Turn every line of the rows below into a numbered list, leaving out any blank lines.

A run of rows
________________________

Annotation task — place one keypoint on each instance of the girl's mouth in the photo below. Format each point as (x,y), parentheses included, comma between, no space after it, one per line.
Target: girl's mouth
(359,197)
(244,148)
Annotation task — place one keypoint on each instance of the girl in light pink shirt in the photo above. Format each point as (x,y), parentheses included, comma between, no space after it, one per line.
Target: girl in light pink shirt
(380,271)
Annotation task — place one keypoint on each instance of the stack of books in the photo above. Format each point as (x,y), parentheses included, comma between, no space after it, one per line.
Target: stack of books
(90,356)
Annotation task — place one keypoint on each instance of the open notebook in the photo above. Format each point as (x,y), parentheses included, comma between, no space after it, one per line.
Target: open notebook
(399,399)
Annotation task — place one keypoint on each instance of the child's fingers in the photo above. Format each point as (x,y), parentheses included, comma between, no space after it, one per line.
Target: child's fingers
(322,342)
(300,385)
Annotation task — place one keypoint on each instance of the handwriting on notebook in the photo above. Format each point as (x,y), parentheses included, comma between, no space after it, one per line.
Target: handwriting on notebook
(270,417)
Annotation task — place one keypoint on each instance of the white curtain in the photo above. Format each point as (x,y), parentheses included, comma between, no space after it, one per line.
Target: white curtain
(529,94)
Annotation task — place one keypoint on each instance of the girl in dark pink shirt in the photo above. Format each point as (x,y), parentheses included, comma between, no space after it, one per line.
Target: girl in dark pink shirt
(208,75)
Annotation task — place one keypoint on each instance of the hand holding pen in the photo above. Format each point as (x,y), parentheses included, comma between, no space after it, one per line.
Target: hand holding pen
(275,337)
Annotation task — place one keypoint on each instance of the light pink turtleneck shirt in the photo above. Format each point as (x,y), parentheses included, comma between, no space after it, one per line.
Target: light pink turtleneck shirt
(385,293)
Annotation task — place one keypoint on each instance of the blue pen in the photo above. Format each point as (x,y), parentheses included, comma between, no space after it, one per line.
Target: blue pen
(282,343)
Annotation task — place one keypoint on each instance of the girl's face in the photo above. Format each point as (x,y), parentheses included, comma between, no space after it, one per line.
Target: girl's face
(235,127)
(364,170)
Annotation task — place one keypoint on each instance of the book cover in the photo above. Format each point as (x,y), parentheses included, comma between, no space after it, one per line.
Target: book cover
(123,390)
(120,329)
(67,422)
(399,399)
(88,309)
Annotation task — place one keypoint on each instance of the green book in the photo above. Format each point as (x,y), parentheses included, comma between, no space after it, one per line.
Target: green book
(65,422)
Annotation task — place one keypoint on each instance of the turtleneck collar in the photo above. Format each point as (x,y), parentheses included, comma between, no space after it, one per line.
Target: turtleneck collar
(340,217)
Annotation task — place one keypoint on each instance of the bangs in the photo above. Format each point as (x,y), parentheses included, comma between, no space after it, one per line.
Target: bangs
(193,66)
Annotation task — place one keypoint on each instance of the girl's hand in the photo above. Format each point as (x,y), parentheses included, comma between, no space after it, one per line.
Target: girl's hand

________________________

▸ The solution:
1. Annotation task — place one keypoint on each instance of the girl's mouth in the photo below. Format each point as (x,y), parentheses included, comma between, no space after it, one per line.
2. Target: girl's mouth
3. (359,197)
4. (244,148)
5. Annotation task — place one keypoint on each instance of the girl in light pink shirt in the photo above. Format each point as (x,y), parentheses included, comma between, no space after it, one per line.
6. Target: girl in light pink shirt
7. (380,271)
8. Annotation task — place one keypoint on each instance of the stack of books in the photo above. Format each point as (x,y), parentheses included, comma between, no space after it, one per line.
9. Target: stack of books
10. (90,356)
11. Annotation task — place one keypoint on each instance of the open notebook in the photo above. Format each point as (x,y), parentheses included, comma between, no space after it, one per line.
12. Target: open notebook
13. (399,399)
14. Annotation task — place one keypoint on each instance of the child's fingers in the photo above. Format each point as (x,y), parentheses included, comma between, no space after it, one per line.
15. Target: child's fingers
16. (322,342)
17. (300,385)
18. Annotation task — place one keypoint on each instance of the handwriting on notebook in the photo above. Format each point as (x,y), parentheses included, comma between, no space after it, one per line.
19. Target: handwriting on notebook
20. (270,417)
21. Annotation task — place one keypoint on each instance of the white curtain in the photo above. Format each point as (x,y), parentheses included, comma between, no space after it, one per line.
22. Target: white curtain
23. (529,94)
24. Annotation task — place one keypoint on each instance of the girl in dark pink shirt in the photo above. Format each point as (x,y), parentheses included, comma between, no space after it, one per line.
25. Target: girl in dark pink shirt
26. (208,75)
27. Annotation task — place one keypoint on each instance of the hand holding pen in the photo above. Format each point as (x,y), parentheses included, comma between, no space after it, one per line.
28. Target: hand holding pen
29. (275,337)
30. Annotation task — place one keypoint on each instance of the light pink turtleneck shirt in the photo above. Format each point as (x,y), parentheses included, comma between, no space after it, one per line.
31. Target: light pink turtleneck shirt
32. (385,293)
33. Annotation task — place one keypoint on each instance of the blue pen in the photo above. Format each point as (x,y), parentheses included, comma between, no space after it, one per line.
34. Target: blue pen
35. (282,343)
36. Annotation task — place one keypoint on each instance of the girl's face in the photo above. Format each point as (x,y), parentheses included, comma between, no space after it, one per line.
37. Target: girl's face
38. (235,127)
39. (364,170)
40. Annotation task — place one keypoint on each instance of the book cover in the photo above. Format each point as (x,y), parentheses included, comma between, no space after it, one per line.
41. Target: book cover
42. (123,390)
43. (120,329)
44. (67,422)
45. (399,399)
46. (88,309)
47. Annotation task — place one keypoint on each instance of the green book in the photo above. Format each point as (x,y), parentheses included, comma between, no space after it, one per line.
48. Target: green book
49. (65,422)
50. Annotation task — place one keypoint on each instance of the turtleneck collar in the photo above. Format each point as (x,y), parentheses included, comma between, no space after it, one per line.
51. Target: turtleneck collar
52. (340,217)
53. Annotation task — place one keypoint on each instance of the bangs in the photo above. Format each point as (x,y), parentheses included, comma between, no space after it, one per line.
54. Target: bangs
55. (193,66)
56. Annotation task — place one keypoint on each instance of the girl's hand in the photo above. Format each point as (x,y), parentheses included, comma between, no space after it, one per line.
57. Target: girl's hand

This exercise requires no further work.